#### [YOUR INSTRUCTIONS]
Pick out each line in the records that contains the word "below" and copy it. Case counts.

#### [SUPPLIED MATERIAL]
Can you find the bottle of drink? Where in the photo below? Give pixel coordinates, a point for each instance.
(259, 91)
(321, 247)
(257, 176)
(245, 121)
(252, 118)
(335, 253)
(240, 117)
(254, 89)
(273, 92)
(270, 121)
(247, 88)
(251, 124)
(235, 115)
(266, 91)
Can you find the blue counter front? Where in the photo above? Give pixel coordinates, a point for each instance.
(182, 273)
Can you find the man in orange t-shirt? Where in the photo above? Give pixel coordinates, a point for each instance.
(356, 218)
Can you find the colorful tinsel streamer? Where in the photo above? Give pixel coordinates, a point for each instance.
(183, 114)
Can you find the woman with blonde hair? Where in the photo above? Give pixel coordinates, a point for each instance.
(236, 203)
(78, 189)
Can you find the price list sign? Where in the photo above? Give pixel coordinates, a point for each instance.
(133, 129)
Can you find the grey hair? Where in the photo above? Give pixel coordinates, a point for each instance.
...
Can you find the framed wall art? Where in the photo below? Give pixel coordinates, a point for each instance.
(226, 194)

#### [WRITTEN RESPONSE]
Can you find the bottle of drink? Where in the photo below? Give pixel coordinates, a point for each instance.
Can you find the framed wall art? Where in the photo below? Give pixel coordinates, a point for each instance.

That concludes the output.